What is required = Rewrite the records below, replacing every "Shelf-scanning bot" with "Stock-checking robot" and keeping everything else the same. Leave the pictures out of your version.

[Detection examples]
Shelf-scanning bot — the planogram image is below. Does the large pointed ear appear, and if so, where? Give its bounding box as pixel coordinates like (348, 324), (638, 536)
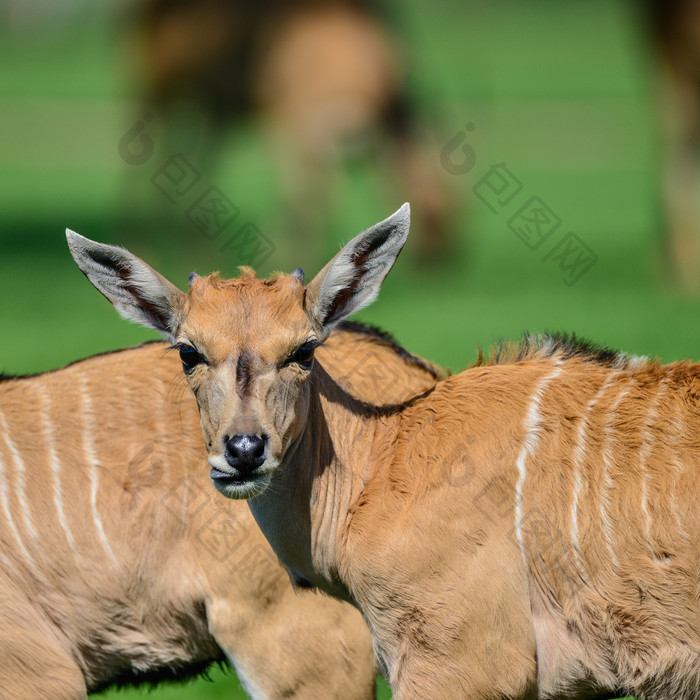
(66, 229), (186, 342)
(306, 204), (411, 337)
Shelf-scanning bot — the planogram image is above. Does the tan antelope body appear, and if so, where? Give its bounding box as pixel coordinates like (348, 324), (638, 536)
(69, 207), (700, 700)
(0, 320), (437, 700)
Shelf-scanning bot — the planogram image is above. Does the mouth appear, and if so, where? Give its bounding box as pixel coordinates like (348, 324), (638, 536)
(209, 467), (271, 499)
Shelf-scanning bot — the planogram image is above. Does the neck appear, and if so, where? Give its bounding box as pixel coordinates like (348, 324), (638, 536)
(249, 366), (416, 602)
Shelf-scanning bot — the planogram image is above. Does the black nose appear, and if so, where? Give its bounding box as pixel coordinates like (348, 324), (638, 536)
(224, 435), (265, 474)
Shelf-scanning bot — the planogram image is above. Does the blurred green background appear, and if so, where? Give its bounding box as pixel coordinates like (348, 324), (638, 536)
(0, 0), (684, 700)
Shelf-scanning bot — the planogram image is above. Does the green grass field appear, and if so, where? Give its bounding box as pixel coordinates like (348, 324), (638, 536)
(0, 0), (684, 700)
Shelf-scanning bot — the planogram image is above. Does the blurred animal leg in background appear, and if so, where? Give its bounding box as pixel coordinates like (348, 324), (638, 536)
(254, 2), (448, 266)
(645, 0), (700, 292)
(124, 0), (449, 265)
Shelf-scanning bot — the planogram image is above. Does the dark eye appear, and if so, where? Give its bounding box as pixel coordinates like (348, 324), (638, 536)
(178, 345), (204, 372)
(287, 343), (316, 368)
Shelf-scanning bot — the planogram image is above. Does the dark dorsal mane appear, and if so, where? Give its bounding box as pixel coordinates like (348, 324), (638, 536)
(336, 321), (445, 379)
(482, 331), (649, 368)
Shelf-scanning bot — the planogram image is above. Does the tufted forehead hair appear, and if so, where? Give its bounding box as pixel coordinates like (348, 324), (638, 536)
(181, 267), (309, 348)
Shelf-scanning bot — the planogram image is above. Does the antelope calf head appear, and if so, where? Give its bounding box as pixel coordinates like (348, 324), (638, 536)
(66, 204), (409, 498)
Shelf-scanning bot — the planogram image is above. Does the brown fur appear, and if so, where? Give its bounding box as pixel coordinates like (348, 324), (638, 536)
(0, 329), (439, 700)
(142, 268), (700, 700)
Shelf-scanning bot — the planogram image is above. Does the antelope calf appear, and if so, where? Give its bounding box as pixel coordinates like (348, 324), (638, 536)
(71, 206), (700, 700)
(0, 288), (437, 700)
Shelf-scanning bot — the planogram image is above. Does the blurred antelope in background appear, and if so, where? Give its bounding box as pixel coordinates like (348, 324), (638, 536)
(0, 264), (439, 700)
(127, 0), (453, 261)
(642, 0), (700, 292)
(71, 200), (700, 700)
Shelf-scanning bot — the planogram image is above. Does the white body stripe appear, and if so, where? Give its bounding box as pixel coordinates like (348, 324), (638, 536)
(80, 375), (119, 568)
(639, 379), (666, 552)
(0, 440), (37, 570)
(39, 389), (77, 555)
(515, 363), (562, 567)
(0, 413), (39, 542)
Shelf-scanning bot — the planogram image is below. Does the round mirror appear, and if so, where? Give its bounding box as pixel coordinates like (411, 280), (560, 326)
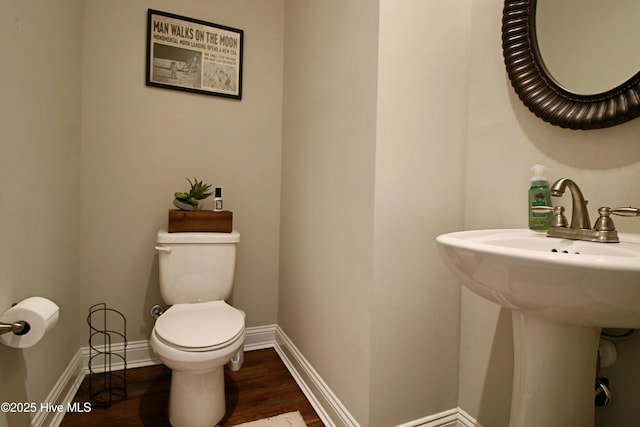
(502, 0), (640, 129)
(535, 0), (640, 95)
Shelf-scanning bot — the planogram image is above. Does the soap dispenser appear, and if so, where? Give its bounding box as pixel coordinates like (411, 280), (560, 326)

Solution =
Stock-checking robot — the planogram image is below. Does the large pointed ear appear, and if so, where? Give its bounding box as pixel coordinates like (348, 324), (638, 536)
(66, 229), (186, 342)
(306, 204), (411, 337)
Stock-checking robot — the planogram image is above. Does the tan antelope body appear, and if so, where? Give its bounding box as pixel coordinates like (348, 324), (638, 536)
(69, 207), (700, 700)
(0, 320), (437, 700)
Stock-checking robot — the planogram image is above. Does the mouth appear, and if so, where? Give its bounding box as pixel coordinates like (348, 324), (638, 536)
(209, 467), (271, 499)
Stock-checking robot — the planogram image is above. Does the neck appear, and if so, where? Give its bounding box as pixel coordinates like (348, 324), (638, 536)
(249, 366), (416, 602)
Stock-checking robot — the planogram image is above. Does the black nose appear, and if so, where? Give its bounding box as pixel coordinates like (348, 324), (638, 536)
(224, 435), (265, 474)
Stock-checking robot — the planogram image is above. Does the blurred green background appear, and if so, where? Give its bounding box as pixel coordinates like (348, 324), (638, 536)
(0, 0), (684, 700)
Stock-checking robot — the planogram image is above. Does the green grass field appear, and if so, where? Give its bounding box as pixel coordinates like (348, 324), (638, 536)
(0, 0), (684, 700)
Stock-checking robot — the planogram image is above. Does the blurred animal leg in background appear, and if so, where? Give its bounding box as pixel coordinates like (348, 324), (638, 536)
(254, 2), (448, 266)
(645, 0), (700, 292)
(124, 0), (449, 265)
Stock-checking robot — the planogram image is above. Does the dark eye appear, and if so, where? Give its bounding box as pixel coordinates like (348, 324), (638, 536)
(178, 345), (204, 372)
(287, 343), (316, 368)
Stock-checking robot — the planogram image is above. Does the dark dorsal mane appear, and if so, where? Give its bounding box as pixel coordinates like (348, 324), (638, 536)
(336, 321), (445, 379)
(482, 331), (649, 368)
Stock-checking robot — the planogram image is above. Does the tufted forehead hair appear, and if so, where? Give its bounding box as pixel coordinates like (348, 324), (638, 536)
(181, 267), (309, 348)
Stock-checking robot — the planogram image is above. Does the antelope calf head appear, and if so, where? Give its bounding box as pixel coordinates like (348, 324), (638, 536)
(66, 204), (409, 498)
Stock-checking robot — the planogram image is above. Does the brown fur appear, and if so, where? Give its bounding box as pixel coordinates like (348, 324), (638, 536)
(0, 329), (439, 700)
(142, 268), (700, 700)
Stock-checking robot — the planogram image is above. Does the antelope calf appear, and if so, where? Give its bounding box as pixel coordinates like (348, 324), (638, 536)
(71, 206), (700, 700)
(0, 288), (437, 700)
Stock-checking robot — the planogram image is above. Does the blurred antelope in background appear, and if so, where? Give its bounding box as pixel coordinates like (348, 324), (638, 536)
(0, 264), (439, 700)
(127, 0), (453, 261)
(642, 0), (700, 292)
(71, 200), (700, 700)
Stock-checking robot — the planogram image is above. Does the white body stripe appear, and if so, where? Give its bounding box as pixel coordinates like (348, 324), (638, 536)
(80, 375), (119, 568)
(639, 379), (666, 552)
(0, 440), (37, 570)
(39, 389), (77, 555)
(515, 363), (562, 567)
(0, 413), (39, 542)
Stock-checking robot — the planogram image is below. Does the round mirror appear, and if so, where? Give its bounding box as pixel coordinates like (411, 280), (560, 326)
(502, 0), (640, 129)
(535, 0), (640, 95)
Stock-checking robot — the planogram image is above. Does the soap dispenser appear, and if so, where? Give its bounding box as pixel coordinates like (411, 280), (560, 326)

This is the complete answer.